What is required =
Swap "innermost point" for "central point" throughout the items below and give them again, leaving everything else untouched.

--------------------------------------------------

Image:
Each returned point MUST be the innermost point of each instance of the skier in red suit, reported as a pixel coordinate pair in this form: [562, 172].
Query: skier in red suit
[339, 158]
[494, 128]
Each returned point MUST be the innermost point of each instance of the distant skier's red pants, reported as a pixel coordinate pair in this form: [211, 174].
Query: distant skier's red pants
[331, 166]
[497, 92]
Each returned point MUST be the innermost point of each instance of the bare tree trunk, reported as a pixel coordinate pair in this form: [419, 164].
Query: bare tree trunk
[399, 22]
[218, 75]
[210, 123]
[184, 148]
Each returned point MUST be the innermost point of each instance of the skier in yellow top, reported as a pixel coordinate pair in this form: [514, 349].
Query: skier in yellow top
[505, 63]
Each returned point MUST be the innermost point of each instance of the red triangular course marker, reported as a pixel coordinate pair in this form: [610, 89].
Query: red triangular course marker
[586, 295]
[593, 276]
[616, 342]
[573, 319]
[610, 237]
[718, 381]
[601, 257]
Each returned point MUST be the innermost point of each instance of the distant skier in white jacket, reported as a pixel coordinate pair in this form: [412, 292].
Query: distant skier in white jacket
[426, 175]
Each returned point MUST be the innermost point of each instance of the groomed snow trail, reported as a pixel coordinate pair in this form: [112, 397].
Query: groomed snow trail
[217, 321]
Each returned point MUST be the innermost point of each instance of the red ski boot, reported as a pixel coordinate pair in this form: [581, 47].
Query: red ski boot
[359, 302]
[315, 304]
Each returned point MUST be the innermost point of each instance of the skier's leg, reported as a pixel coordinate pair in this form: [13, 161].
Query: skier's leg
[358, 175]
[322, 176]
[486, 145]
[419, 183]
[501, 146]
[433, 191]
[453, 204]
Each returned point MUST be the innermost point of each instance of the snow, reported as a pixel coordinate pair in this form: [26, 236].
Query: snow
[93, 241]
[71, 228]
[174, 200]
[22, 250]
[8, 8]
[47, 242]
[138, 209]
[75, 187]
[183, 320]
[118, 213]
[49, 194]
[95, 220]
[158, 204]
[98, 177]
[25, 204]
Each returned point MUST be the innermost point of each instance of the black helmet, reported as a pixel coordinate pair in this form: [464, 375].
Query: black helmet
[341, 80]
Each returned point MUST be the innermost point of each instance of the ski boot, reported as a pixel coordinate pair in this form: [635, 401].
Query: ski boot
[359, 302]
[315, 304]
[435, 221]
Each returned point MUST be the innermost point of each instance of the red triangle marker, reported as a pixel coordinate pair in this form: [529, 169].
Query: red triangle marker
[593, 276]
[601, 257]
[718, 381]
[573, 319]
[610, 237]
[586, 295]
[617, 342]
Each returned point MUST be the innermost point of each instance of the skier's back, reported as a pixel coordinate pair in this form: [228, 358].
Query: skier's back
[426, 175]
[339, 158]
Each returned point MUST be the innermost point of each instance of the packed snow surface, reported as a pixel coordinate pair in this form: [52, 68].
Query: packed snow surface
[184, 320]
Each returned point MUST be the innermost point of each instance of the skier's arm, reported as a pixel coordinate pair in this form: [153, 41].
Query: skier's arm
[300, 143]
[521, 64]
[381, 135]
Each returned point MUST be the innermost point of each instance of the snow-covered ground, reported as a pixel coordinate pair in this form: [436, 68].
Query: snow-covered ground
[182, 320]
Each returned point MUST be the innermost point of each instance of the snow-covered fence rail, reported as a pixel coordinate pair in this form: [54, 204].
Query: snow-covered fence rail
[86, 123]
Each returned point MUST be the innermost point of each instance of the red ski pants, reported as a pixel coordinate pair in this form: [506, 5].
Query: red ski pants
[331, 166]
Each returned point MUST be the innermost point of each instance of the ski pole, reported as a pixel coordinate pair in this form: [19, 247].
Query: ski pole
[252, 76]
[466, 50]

--------------------------------------------------

The completed task =
Image:
Each returned point MUST be the central point of each instance of the skier in red suit, reported as a pixel coordinate pair in this form: [562, 172].
Query: skier in red suit
[339, 158]
[494, 128]
Each returned point MUST be the central point of each instance of the distant skier's red pants, reported as a pixel coordinate pair in this form: [211, 174].
Query: distant skier's red pants
[331, 166]
[497, 92]
Each returned point MUST be the central point of each instance of the bare tree trunk, reported as a pixel coordinate pair in this form: [419, 164].
Query: bare tree trunk
[399, 22]
[218, 75]
[210, 123]
[184, 148]
Each returned point MUST be the central point of each instance of the skier in yellow top, reported as a pixel coordinate pair in this form: [514, 349].
Query: skier in yellow top
[505, 63]
Each returned point MUST be the central point of each instance of the red triangular course marker, reported as a pixel coordinate pair in this form: [610, 89].
Query: red triangular course marker
[586, 295]
[593, 276]
[616, 342]
[573, 319]
[610, 237]
[718, 381]
[601, 257]
Each returned point MUST be the central point of each instance of the distant skier in white jacket, reported as a pixel coordinate pair in this form: [412, 292].
Query: distant skier in white jacket
[426, 175]
Each returned point MUST be the central point of each instance of the groomed snow trail, reported as a pixel coordinate pair in this form: [112, 397].
Query: groomed snow trail
[217, 321]
Each returned point MUST be the central point of each instance of the red ski boot, reported as a pixel coordinate pair in this form: [581, 47].
Query: red ski boot
[359, 302]
[315, 304]
Each returned point MUST be the central point of each instance of the skier's leg, reported as a pixel coordinate pair in this form: [13, 161].
Query: skier's leg
[358, 175]
[322, 176]
[486, 145]
[419, 183]
[501, 146]
[433, 191]
[453, 204]
Each returned point MUST be the central point of each instance of the snow, reported as a pixel coordinate pair in this form: [26, 236].
Query: snow
[93, 241]
[71, 228]
[174, 200]
[22, 250]
[8, 8]
[47, 242]
[138, 209]
[75, 187]
[183, 320]
[118, 213]
[49, 194]
[95, 220]
[158, 204]
[98, 177]
[25, 204]
Each returned point MUST be the central point of each instance of the black helmet, reported as a pixel coordinate pair in this form: [464, 375].
Query: black helmet
[341, 80]
Each returned point MUST be the central point of each instance of the ski boot, reported as a pixel coordinate pair in this form: [635, 401].
Query: ski boot
[359, 302]
[315, 304]
[435, 221]
Each returned point MUST be the central point of each instance of the red triangle marker, reported as a pixel coordinate pair in this form: [529, 169].
Query: red triangle marker
[593, 276]
[601, 257]
[718, 381]
[573, 319]
[610, 237]
[586, 295]
[617, 342]
Each returned point MUST be the central point of each instance of the skier's back, reported as a pixel coordinate pair in this form: [228, 358].
Query: skier's back
[426, 175]
[339, 158]
Each returned point MUST be the central point of each instance of the packed snow surface, reported as a pixel coordinate pair in this form: [52, 68].
Query: packed snow surface
[184, 320]
Each returned point MUST be the central point of each instance of the skier's arm, reported as a pixel coordinate pair in this form: [153, 41].
Query: skier's arm
[300, 143]
[521, 64]
[381, 135]
Each returned point MUST be the central point of each instance of the snow-covered ground, reported as a pixel coordinate pair in this form: [436, 68].
Query: snow-covered ground
[182, 320]
Each returned point MUST be the central point of each instance of the snow-covered fence rail, reported as a pixel coordinate pair in this form: [54, 204].
Query: snow-covered fence rail
[86, 123]
Each returned point MUST be the central point of each instance of the red ski pants, reported as a pixel coordinate pair in this form: [506, 5].
Query: red ski pants
[331, 166]
Each returned point MUST be the central point of each instance of the ski pole, reported as a pixel coordinate pair in this form: [19, 247].
Query: ski pole
[252, 76]
[466, 50]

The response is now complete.